EXCERPT PROVIDED:
- - - - -

# Husband doesn't feel spark, so we have separated. Can we get through this?



## sophiedaphne (Jun 2, 2012)

Hi everyone.
I am 24 years old and my husband and I have been married for two years. We've been together for a total of four years. He is from Australia, and we admittedly got married earlier than we would have liked so that he could stay permanently. He did NOT marry me to gain US citizenship.

We have had, in my opinion, a relatively good relationship. I do realize that I am an over-emotional person at times and he is very stoic and non-emotional, which is where the issues sometimes lie. I also think that neither of us are particularly good communicators. He doesn't know how to express himself verbally, and I just cry and get confused and it never works out well. In any event, we have gone through some tough times, we both have jobs we hate, he misses his family and his home greatly, and I think he is depressed, in general.

About a two months ago, he admitted that he felt like our relationship had diminished. We barely had any physical contact, we didn't really talk about anything other than superficially, we didn't do anything together. We just came home, chatted, played on our computers, and went to sleep. He felt the spark was gone. I tried talking to him about it, told him that it was normal, sparks fade, new feelings arise. I felt a bit bored, but I felt comfortable having him around and I love him deeply and care about him more than anyone. We had a few days of no contact, and he decided that it was worth fighting for. We were honest with each other, our sex life was great, we were talking, doing things together. He seemed a little down, but overall, things were picking up.

We had a minor argument last week, during which I was upset because he was paying little attention to me. He blurted out that she still didn't feel the spark, and didn't think he wanted to spend the rest of his life with me. He cares about me more than anything and loves me more than anything, but doesn't know if that's enough.

- - - - -

(Pointing dataset records)
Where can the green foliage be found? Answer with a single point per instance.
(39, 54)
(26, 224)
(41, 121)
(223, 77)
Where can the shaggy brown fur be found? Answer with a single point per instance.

- - - - -

JOBS:
a: Summarize the forum post about the marriage in two sentences.
b: According to the forum post about the marriage, how long have the poster and the husband been together in total?
c: Continue the forum post about the marriage from where it stops.

ANSWERS TO THE EXERCISE:
a: The 24-year-old poster has been married for two years to a man from Australia, and the relationship has been strained by poor communication, jobs they both hate, and his homesickness and what the poster believes is depression. After he admitted the spark was gone, things briefly improved, but during a minor argument last week he said he still didn't feel it and didn't think he wanted to spend the rest of his life with the poster.

b: Four years.

c:
I know I have made mistakes. I know I could have been more emotionally supportive. I know that I could have expressed my appreciation more. I should have told him how much he means to me. I took him for granted. I know that. He did so much for me. And I have learned that men express their feelings by DOING rather than by the way girls think it's right to express their feelings. He was truly a provider, and I think I emotionally wore him down. He wasn't always emotionally there for me, and that is difficult to deal with, but I think he did his best, and I feel like I was too needy. I expected him to always know what I was thinking. I expected him to be at my beck and call, and got upset when he didn't immediately respond to me. I was emotionally draining. He was, too. I wanted him to do more. I wanted him to do things with me. He wanted to sit at home and play on his computer all night. He didn't like "activities" but I just wish he would try new things with me. He used to like doing that stuff with me. I wish it wasn't too late.

We were going to move to Australia in December. We were working on getting my visa. I was going to go to school. We were going to be closer to friends and family. The stresses of life and work here were going to alleviated for the most part and he wouldn't be homesick anymore. I was thrilled and was doing it not just for him, but for me. I wanted to go back to school. I wanted to be near his extremely supportive and kind family. I wanted to live in that country. And now, even though we have gone through this process, he doesn't think it's a good idea. He doesn't want to "lead me on" or cause me to do something that will make me across the world. I am devastated. I feel like I have lost my world and my future.

He wants time and space to think. I am going to visit with my parents in Arizona for a week. I know that that's probably not enough time for him to make a decision, but maybe he'll see that I am willing to do what needs to be done. I am willing to fight to make this work, and he knows that. I just wish he felt that way, too. I am so emotional right now and I have been crying non-stop. I feel lost and dead and empty. His family feel that he will change his mind, but he refuses to talk to his mother or his sister, and I think he just needs another perspective. A lot of people go through this. Relationships lose their spark, but we still feel for each other.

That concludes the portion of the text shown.